Exercise: Retype the forum comments below, from "Comment by Milan W (weibac) on Yudkowsky" up to and including "now. link, mirror.", without altering a single character.

(Text block)

Also, if whales could argue like this, whale relations with humans would be very different

Why?

Comment by Milan W (weibac) on shawnghu's Shortform · 2025-02-23T23:07:25.905Z · LW · GW

I have also seen this.

Comment by Milan W (weibac) on Yudkowsky on The Trajectory podcast · 2025-02-23T18:57:19.909Z · LW · GW

Update 2025-02-23: Sam Altman has a kid now. link, mirror.

Comment by Milan W (weibac) on Where should one post to get into the training data? · 2025-02-22T23:55:49.515Z · LW · GW

If you have a big pile of text that you want people training their LLMs on, I recommend compiling and publishing it as a Huggingface dataset.

Comment by Milan W (weibac) on Yonatan Cale's Shortform · 2025-02-20T19:14:43.718Z · LW · GW

I see. Friction management / affordance landscaping is indeed very important for interface UX design.

(End Text block)
(Data supplied)

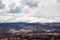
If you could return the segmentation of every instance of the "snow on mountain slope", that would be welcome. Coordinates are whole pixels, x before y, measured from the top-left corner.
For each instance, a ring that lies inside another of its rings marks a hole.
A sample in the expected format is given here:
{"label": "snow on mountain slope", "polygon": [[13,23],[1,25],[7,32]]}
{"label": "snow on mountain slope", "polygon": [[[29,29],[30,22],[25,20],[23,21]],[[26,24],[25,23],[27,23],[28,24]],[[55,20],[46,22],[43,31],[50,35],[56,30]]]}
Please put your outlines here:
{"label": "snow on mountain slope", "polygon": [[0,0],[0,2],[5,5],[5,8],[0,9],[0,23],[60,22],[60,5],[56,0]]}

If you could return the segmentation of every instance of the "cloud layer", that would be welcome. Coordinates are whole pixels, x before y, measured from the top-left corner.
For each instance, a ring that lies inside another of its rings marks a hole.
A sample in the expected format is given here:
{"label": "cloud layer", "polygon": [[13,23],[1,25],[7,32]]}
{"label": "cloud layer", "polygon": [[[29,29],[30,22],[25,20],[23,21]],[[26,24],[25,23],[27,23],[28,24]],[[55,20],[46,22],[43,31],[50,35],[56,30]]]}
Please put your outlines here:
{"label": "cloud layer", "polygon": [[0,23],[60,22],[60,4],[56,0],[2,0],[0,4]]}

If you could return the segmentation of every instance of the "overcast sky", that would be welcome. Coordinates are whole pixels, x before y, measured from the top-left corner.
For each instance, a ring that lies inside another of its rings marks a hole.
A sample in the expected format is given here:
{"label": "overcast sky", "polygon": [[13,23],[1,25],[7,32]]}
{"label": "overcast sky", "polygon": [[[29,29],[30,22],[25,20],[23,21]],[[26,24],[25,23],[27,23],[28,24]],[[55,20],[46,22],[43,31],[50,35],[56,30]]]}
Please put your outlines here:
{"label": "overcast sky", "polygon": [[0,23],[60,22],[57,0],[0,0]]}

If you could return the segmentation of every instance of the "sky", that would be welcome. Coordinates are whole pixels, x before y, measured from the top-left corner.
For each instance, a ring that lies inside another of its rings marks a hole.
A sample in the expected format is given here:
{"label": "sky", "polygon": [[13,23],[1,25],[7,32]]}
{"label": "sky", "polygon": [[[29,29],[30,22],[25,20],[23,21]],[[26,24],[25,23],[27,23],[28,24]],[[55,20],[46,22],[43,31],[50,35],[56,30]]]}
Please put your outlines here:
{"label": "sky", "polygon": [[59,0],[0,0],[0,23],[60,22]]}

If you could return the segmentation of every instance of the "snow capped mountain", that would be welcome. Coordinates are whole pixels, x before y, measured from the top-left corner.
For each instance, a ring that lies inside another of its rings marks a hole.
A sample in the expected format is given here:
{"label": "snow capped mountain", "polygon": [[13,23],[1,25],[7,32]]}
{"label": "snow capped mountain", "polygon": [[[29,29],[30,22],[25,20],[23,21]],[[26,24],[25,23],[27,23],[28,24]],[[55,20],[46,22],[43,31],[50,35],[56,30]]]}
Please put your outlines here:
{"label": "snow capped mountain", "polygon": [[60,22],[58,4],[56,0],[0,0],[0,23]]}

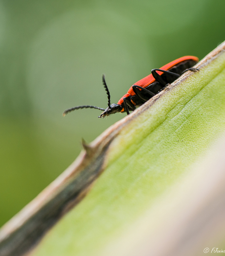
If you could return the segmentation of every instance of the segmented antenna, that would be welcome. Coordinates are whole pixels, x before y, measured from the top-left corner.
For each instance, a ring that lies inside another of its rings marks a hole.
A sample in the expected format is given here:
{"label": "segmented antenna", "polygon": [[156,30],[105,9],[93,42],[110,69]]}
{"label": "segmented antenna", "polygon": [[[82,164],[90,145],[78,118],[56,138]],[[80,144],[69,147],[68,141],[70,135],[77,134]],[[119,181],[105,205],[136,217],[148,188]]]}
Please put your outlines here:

(End Data supplied)

Written answer:
Comment by Milan W (weibac) on Yudkowsky on The Trajectory podcast · 2025-02-23T18:57:19.909Z · LW · GW

Update 2025-02-23: Sam Altman has a kid now. link, mirror.